Please rewrite the records starting with the line with "[point] every instance of the hole" and going on through the line with "[point] every instance of the weathered", replacing "rock" with "boulder" and changing nothing else. Leave the pictures out of your answer.

— BEGIN The records —

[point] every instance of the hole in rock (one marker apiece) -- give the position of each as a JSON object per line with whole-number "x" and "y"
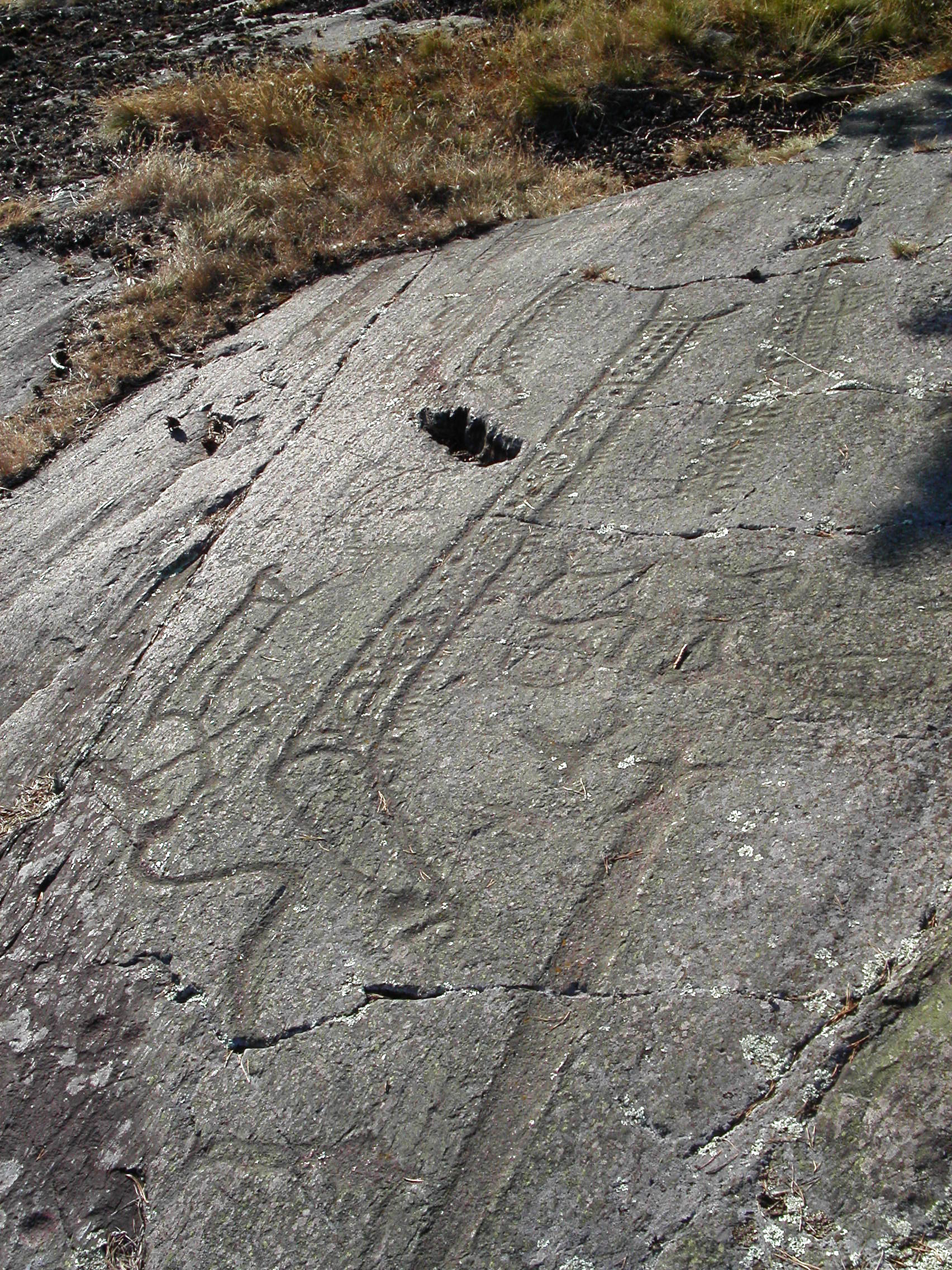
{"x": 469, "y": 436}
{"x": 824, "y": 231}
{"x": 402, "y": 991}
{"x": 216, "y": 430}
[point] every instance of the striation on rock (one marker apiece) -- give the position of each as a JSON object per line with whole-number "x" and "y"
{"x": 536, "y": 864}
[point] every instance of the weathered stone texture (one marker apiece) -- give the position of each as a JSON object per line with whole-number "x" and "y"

— END The records —
— BEGIN The records —

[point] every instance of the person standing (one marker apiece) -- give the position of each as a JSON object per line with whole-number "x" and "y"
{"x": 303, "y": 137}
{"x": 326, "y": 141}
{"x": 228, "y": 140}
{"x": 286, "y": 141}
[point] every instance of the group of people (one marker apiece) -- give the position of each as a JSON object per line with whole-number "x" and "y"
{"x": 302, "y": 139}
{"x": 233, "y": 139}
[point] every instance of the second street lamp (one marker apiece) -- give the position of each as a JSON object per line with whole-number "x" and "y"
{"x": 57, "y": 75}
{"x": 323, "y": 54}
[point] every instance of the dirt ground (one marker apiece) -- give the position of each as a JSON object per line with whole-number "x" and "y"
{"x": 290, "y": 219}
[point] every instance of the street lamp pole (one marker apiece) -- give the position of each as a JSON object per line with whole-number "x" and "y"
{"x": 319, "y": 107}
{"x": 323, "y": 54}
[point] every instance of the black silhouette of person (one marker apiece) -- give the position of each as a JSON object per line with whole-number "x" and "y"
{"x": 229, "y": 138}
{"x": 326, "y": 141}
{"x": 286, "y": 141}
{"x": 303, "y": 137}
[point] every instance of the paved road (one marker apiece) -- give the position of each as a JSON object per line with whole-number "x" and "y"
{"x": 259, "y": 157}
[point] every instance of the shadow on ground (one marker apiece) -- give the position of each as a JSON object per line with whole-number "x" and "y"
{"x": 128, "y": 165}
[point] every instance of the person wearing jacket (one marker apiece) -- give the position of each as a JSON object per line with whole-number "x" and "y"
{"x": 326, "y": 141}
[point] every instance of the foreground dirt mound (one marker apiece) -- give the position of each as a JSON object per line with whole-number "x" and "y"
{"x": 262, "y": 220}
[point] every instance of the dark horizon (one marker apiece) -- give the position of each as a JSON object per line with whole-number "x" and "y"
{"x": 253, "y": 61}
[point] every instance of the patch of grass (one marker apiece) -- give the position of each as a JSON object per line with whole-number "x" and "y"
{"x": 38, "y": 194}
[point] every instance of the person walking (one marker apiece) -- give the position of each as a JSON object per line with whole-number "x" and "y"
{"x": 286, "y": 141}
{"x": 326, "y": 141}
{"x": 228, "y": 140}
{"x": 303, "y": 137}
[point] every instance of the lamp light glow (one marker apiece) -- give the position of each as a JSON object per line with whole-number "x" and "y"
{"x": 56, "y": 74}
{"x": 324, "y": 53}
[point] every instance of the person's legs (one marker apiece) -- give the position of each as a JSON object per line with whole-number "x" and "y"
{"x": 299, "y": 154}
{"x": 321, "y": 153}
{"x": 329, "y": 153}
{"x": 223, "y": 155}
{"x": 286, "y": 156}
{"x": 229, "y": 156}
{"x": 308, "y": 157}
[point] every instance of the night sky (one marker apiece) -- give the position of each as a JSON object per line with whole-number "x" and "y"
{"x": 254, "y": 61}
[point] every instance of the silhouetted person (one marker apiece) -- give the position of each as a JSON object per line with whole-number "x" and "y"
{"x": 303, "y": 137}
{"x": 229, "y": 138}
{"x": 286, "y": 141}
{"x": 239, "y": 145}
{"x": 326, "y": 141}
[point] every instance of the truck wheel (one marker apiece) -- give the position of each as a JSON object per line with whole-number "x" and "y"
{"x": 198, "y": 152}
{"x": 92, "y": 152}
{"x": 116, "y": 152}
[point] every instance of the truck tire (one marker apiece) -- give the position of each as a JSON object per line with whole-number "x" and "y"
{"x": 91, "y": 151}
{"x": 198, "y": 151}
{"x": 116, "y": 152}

— END The records —
— BEGIN The records —

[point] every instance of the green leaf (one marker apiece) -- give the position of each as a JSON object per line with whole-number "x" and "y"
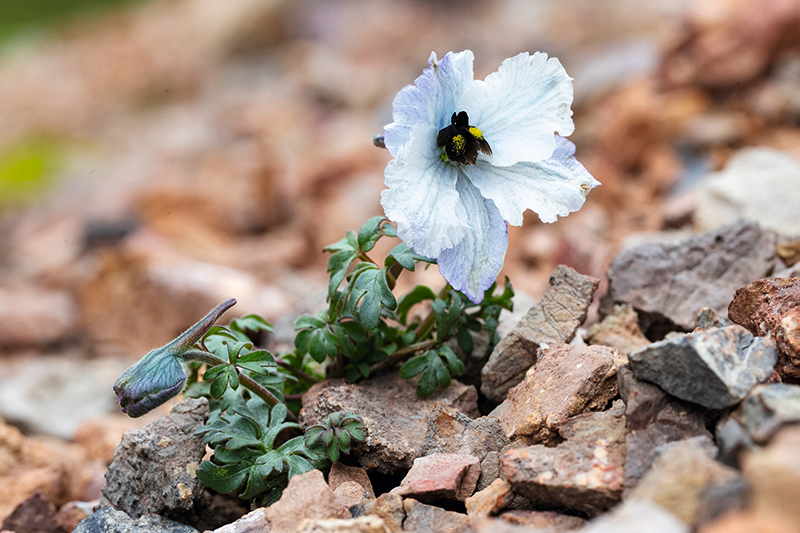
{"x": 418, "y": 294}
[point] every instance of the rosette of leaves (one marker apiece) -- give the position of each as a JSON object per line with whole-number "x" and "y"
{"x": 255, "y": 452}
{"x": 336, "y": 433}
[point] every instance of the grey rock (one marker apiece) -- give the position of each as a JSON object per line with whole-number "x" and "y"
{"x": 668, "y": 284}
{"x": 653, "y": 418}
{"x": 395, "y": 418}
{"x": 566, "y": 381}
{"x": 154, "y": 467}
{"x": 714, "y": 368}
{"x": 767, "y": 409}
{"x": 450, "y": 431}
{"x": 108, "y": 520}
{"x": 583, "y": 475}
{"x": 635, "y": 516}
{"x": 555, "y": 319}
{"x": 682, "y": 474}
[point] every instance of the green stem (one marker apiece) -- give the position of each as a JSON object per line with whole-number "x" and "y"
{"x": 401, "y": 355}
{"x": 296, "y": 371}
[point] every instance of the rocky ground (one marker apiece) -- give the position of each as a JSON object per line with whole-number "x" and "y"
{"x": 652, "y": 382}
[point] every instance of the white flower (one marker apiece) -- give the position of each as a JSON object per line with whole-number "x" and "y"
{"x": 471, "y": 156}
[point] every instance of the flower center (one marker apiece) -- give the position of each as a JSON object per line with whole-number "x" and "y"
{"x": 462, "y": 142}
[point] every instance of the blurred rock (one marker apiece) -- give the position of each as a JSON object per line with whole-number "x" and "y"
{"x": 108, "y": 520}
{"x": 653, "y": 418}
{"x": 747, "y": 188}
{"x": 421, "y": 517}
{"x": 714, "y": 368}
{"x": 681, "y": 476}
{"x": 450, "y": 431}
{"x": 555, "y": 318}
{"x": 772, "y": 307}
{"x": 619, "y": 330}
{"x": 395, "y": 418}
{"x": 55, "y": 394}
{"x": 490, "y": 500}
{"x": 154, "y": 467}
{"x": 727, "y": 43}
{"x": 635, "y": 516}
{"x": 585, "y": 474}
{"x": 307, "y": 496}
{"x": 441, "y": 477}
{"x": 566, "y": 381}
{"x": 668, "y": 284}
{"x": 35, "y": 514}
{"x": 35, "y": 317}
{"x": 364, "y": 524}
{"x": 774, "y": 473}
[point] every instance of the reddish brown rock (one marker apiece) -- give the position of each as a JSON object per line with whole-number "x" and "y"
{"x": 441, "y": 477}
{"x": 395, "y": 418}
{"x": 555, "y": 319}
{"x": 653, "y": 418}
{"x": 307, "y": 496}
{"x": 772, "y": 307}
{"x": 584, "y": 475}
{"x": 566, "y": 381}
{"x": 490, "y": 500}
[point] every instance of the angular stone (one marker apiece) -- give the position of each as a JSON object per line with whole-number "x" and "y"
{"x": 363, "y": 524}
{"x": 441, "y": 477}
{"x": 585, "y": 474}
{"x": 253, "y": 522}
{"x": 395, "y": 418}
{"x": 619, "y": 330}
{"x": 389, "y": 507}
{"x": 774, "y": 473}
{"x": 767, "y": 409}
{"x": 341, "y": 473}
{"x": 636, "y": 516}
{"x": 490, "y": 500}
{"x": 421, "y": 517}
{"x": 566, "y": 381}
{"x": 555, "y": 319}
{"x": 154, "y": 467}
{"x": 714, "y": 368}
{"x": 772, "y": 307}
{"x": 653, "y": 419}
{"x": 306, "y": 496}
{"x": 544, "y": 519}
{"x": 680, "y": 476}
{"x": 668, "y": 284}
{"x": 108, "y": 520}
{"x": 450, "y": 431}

— END The records —

_Reply to the task_
[point] every instance of the hole in boulder (one marker apiece) -- give the position of each as a JSON object per line with whole-number "x" and "y"
{"x": 469, "y": 436}
{"x": 824, "y": 231}
{"x": 402, "y": 991}
{"x": 216, "y": 430}
[point] every instance of the striation on boulder (one marker apiece) -- give the position of each as a JSON object per line with whole-number "x" and "y"
{"x": 536, "y": 864}
[point] every instance of the weathered stone texture (one marker apiece) -- give the position of each as a JSON object per line with whole-number "x" and "y"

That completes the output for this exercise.